● PROBLEM TO SOLVE
Convert every line of the records below into a JSON list of strings, one string per line, with blank lines and the pictures left out.

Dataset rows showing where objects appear
○ ○ ○ ○ ○

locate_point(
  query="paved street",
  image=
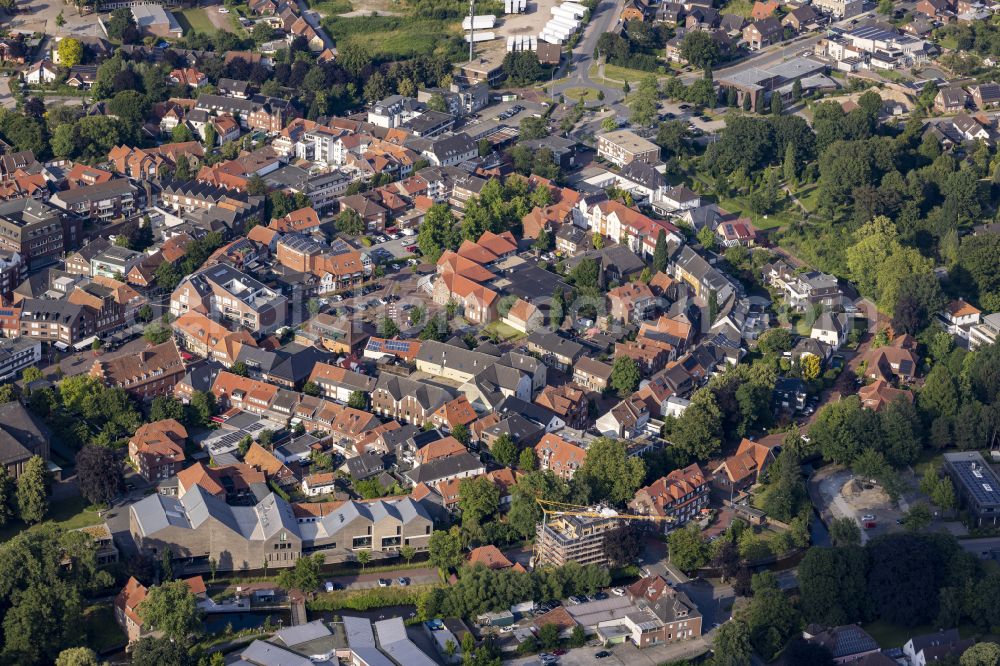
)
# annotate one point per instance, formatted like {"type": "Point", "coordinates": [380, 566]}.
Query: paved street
{"type": "Point", "coordinates": [603, 20]}
{"type": "Point", "coordinates": [625, 654]}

○ ○ ○ ○ ○

● SOLUTION FOR THIS PROBLEM
[
  "locate_point(",
  "  query=\"paved street\",",
  "  image=",
  ")",
  "# annotate one point per instance, formatted like {\"type\": \"Point\", \"coordinates\": [380, 566]}.",
  "Query: paved street",
  "{\"type\": \"Point\", \"coordinates\": [603, 20]}",
  "{\"type\": \"Point\", \"coordinates\": [625, 654]}"
]